### Records provided:
──────────────────────────────
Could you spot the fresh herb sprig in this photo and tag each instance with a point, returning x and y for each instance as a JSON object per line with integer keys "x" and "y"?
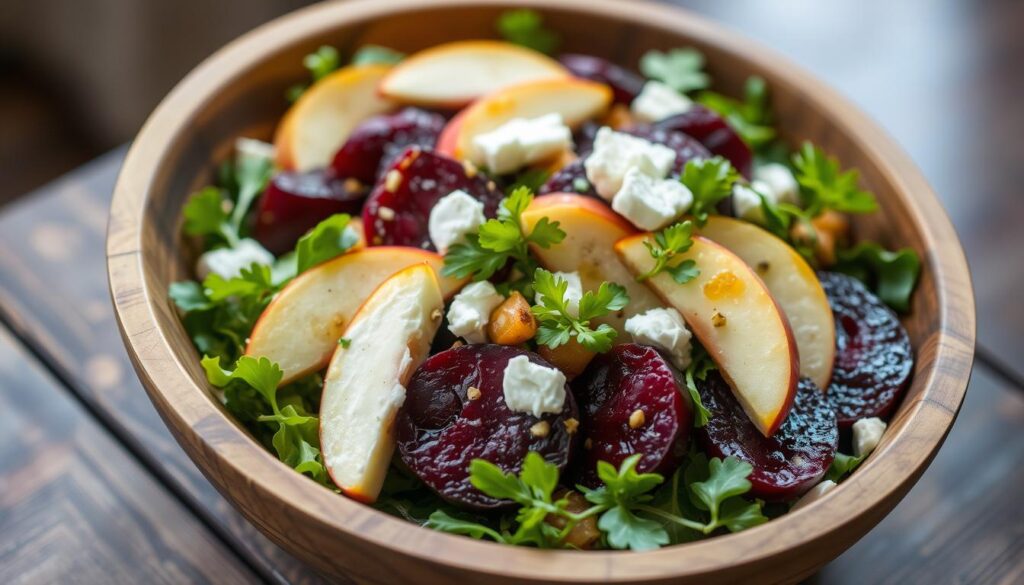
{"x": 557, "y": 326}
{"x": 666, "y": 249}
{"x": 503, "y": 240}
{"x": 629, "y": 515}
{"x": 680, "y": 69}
──────────────────────────────
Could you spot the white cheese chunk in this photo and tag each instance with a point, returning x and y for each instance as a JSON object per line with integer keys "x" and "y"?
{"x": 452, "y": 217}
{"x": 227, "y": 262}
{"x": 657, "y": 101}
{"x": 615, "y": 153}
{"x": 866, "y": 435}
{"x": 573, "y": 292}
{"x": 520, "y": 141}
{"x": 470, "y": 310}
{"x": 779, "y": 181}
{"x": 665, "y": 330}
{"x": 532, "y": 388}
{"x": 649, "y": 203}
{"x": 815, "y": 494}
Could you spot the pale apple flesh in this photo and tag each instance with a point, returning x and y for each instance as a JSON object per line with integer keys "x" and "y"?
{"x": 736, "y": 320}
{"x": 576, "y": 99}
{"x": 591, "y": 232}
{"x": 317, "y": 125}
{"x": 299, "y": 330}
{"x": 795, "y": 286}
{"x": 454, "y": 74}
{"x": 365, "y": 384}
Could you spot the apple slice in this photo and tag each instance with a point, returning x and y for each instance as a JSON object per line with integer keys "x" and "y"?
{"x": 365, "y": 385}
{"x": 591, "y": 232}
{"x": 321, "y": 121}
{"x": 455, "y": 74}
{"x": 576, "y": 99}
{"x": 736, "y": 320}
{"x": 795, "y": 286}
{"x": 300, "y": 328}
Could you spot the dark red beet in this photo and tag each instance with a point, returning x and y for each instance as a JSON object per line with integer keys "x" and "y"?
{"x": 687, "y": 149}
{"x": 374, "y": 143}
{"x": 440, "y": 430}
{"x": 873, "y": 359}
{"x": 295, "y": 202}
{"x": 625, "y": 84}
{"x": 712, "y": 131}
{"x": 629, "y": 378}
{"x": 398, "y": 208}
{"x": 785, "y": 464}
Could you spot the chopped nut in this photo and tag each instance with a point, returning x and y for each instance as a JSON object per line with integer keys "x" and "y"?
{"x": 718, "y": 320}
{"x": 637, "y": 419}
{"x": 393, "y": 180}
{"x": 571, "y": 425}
──────────────────────────────
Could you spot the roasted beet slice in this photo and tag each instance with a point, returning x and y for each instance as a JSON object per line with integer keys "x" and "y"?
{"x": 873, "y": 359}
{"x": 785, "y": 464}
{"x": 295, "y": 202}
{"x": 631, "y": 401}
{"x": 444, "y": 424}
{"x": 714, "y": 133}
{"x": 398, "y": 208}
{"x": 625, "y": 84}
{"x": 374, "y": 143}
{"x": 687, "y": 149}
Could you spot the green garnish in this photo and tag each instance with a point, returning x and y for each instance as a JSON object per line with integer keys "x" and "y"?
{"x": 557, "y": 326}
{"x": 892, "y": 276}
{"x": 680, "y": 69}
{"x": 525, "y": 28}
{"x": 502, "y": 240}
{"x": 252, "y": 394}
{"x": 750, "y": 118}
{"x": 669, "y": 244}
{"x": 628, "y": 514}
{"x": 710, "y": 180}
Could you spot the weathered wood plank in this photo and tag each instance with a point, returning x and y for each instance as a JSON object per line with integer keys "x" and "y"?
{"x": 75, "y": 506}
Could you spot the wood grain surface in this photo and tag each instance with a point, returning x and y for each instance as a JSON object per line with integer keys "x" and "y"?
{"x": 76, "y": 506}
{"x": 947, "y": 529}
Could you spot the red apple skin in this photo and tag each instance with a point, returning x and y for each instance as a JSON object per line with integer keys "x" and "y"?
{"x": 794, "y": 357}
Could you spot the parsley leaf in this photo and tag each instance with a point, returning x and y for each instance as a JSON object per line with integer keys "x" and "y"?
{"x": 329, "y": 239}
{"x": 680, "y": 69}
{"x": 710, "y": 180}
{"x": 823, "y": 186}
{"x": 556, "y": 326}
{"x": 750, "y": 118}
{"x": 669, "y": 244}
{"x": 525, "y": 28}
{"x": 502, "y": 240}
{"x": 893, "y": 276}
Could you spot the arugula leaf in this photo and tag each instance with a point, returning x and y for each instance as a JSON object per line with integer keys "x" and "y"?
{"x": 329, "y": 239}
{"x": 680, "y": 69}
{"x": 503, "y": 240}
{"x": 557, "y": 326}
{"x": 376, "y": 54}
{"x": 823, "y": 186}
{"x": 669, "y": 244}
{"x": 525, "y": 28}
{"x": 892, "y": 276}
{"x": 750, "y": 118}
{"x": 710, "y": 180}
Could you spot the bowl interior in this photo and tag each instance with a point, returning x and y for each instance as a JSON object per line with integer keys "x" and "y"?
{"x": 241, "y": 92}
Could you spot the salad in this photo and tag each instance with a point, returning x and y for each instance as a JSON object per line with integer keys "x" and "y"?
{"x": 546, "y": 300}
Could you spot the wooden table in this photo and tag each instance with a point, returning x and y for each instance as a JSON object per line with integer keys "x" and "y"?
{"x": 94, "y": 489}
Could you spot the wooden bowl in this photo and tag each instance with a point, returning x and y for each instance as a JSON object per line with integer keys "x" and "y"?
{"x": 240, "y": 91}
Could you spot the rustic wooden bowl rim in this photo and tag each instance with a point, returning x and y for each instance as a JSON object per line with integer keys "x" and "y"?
──────────────────────────────
### Task to complete:
How many lines in the records above contain the word "beet"? Reply with the number alone.

### Expected answer:
2